Excerpt to read:
======
Friedrich Wilhelm Erich Kaiser studied in the natural
sciences and mathematics at the universities of Marburg, Munich and Bonn and
worked as an assistant at the Institute for Mineralogy, University of Bonn,
from 1894 to 1900. In 1897 he qualified as Doctor of Philosophy (D Phil) at the
University of Bonn with a thesis on Versuche
ueber das zusammenfliessen zweier fluessigkeitsmassen. That same year he
became one of the university's private lecturers. However, in 1900 he was
appointed at the Prussian Geological Institute in Berlin, while he also
lectured at the Berlin Bergakademie
(School of Mines). He carried out geological-agronomic surveys in the
Rhinelands, prospected for minerals, and conducted pioneering studies on the
erosion of building stone. In October 1904 he became professor of mineralogy at
the University of Giesen, where he remained (with some interruptions) until
October 1920. During this period he described the petrographic collections made
by Heinrich Lotz* in German South West Africa (now Namibia).
======
What the task requires:
According to the biographical excerpt above, where did Kaiser become professor of mineralogy in October 1904?

Dataset rows
======
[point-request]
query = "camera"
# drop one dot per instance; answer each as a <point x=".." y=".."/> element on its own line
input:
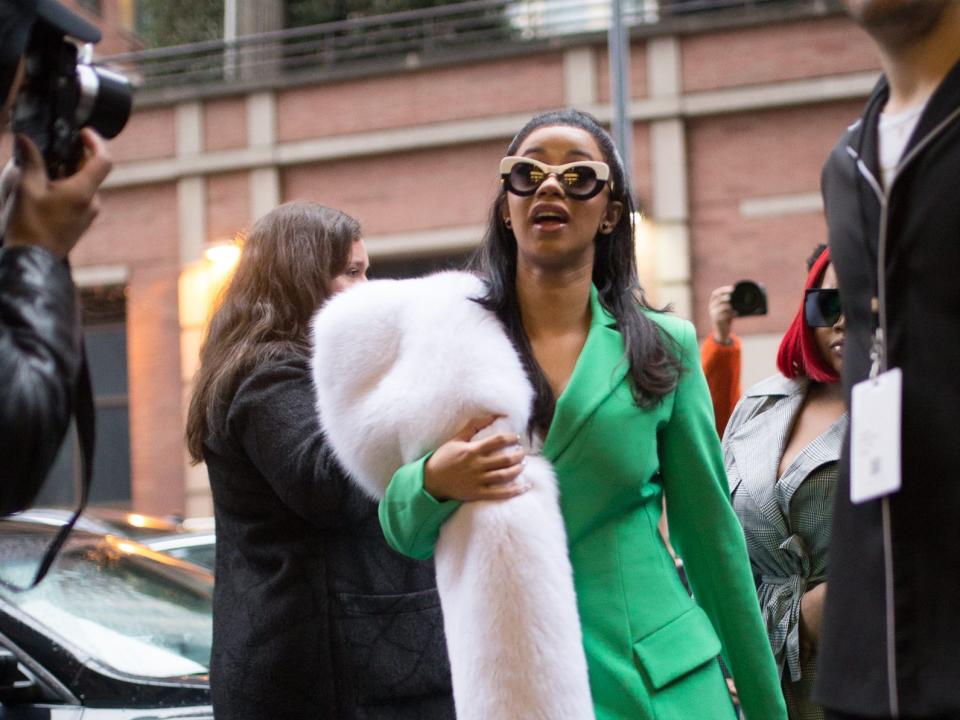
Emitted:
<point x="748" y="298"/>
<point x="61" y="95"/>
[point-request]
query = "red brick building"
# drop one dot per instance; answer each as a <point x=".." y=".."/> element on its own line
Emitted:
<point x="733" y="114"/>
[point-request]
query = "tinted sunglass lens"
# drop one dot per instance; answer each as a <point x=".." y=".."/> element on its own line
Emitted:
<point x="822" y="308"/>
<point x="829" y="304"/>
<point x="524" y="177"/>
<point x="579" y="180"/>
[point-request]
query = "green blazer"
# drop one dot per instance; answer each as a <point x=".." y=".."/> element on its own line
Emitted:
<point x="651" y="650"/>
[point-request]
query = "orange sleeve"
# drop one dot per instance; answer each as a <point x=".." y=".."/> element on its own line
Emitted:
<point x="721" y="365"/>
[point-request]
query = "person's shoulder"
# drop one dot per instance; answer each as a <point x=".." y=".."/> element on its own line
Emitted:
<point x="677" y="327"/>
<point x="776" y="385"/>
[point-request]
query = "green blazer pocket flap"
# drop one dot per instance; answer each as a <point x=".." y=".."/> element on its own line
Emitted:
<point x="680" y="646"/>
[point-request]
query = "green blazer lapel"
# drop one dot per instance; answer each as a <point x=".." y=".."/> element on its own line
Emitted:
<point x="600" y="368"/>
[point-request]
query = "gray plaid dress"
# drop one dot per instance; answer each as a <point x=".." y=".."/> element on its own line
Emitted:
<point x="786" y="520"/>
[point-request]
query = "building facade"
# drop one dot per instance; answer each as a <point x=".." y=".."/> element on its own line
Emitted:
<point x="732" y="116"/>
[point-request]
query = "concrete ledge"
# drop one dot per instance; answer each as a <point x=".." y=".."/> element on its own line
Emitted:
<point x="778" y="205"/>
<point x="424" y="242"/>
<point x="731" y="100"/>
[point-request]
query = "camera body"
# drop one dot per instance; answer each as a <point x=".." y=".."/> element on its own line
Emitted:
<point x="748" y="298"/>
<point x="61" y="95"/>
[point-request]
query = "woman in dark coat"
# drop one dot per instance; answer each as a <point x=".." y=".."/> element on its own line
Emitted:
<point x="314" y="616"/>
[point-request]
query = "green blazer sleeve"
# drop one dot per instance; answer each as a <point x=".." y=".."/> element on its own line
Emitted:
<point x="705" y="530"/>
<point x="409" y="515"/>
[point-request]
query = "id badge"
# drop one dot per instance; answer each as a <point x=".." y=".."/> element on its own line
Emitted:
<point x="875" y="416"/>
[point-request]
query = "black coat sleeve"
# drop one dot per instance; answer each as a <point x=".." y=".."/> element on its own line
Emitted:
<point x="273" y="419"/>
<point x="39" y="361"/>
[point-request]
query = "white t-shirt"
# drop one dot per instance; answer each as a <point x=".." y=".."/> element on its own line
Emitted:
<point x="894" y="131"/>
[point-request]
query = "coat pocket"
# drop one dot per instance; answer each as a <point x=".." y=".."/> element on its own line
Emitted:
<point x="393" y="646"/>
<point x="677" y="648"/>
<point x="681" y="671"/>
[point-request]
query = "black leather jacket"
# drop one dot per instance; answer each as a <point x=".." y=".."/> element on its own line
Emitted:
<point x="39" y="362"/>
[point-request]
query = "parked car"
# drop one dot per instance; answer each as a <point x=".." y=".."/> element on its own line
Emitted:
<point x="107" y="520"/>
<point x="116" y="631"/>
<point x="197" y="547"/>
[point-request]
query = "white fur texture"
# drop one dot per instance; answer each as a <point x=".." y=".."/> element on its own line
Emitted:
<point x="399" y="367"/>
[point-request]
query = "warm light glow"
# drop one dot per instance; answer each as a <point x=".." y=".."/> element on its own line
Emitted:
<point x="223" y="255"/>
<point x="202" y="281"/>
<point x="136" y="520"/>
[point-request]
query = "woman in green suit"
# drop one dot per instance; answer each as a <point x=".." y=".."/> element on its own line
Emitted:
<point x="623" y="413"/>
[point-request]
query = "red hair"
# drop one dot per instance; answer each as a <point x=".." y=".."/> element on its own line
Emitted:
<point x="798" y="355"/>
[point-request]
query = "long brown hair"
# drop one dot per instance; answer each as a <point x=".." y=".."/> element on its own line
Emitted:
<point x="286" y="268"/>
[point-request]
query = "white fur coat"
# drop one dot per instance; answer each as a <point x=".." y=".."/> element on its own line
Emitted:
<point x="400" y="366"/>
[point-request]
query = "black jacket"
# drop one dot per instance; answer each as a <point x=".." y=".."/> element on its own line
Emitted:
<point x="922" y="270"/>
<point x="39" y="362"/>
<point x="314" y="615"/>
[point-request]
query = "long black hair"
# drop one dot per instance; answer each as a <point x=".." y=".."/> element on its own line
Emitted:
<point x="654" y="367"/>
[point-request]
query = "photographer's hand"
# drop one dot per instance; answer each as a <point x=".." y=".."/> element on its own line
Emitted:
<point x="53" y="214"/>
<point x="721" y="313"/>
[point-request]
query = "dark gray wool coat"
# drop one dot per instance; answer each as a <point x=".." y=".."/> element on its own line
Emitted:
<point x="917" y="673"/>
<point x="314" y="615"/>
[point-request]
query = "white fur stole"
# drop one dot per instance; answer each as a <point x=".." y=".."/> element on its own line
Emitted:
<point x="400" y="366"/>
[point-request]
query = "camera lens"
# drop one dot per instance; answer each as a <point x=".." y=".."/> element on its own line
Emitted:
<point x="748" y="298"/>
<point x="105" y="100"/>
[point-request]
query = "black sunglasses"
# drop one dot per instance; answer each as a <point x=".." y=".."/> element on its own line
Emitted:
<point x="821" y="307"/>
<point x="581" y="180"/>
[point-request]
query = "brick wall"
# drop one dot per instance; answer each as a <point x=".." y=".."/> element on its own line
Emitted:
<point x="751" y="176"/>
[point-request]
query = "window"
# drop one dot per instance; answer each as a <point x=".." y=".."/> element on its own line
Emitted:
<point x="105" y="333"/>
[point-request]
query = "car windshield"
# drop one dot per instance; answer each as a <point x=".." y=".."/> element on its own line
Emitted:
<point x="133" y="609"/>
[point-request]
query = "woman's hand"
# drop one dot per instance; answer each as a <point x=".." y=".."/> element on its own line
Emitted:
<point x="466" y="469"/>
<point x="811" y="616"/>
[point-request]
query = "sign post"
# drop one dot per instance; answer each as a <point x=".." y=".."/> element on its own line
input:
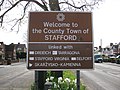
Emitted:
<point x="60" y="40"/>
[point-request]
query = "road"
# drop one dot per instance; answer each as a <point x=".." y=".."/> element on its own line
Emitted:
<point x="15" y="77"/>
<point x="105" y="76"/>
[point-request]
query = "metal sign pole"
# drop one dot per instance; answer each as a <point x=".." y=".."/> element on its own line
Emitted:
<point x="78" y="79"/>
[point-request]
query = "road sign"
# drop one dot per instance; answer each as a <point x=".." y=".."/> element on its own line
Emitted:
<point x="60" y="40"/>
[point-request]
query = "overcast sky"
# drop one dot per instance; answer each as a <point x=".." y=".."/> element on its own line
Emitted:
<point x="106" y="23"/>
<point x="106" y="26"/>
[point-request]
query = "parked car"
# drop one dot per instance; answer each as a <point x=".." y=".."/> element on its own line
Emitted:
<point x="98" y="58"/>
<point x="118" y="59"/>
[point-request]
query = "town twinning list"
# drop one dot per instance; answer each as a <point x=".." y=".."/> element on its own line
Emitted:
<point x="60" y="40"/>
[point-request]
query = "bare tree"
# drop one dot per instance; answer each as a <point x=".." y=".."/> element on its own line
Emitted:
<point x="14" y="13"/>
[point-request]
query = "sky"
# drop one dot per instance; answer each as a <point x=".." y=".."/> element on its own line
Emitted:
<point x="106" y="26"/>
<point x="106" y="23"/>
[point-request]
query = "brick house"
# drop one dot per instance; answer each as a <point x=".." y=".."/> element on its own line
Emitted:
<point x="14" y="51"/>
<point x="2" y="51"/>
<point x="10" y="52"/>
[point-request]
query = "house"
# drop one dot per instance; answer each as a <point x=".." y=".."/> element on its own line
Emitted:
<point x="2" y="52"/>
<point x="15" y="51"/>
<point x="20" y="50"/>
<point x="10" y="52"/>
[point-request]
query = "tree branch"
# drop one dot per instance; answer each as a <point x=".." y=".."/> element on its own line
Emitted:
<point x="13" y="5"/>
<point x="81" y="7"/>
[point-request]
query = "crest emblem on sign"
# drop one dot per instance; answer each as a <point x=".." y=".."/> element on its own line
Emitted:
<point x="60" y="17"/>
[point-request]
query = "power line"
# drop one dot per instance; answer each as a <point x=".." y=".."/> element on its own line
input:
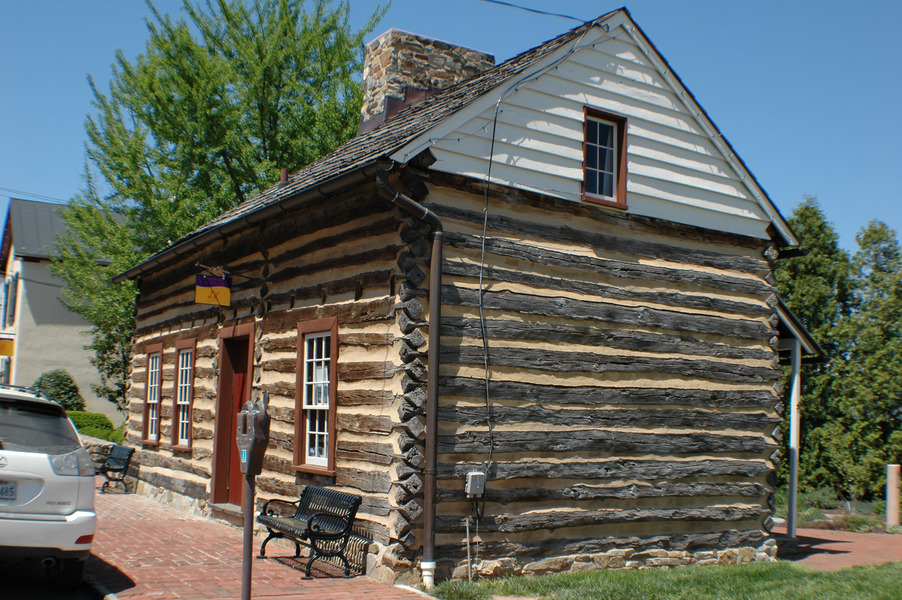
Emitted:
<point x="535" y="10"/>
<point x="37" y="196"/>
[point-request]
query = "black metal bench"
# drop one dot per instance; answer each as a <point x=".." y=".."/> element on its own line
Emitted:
======
Finished exercise:
At the University of Giesen.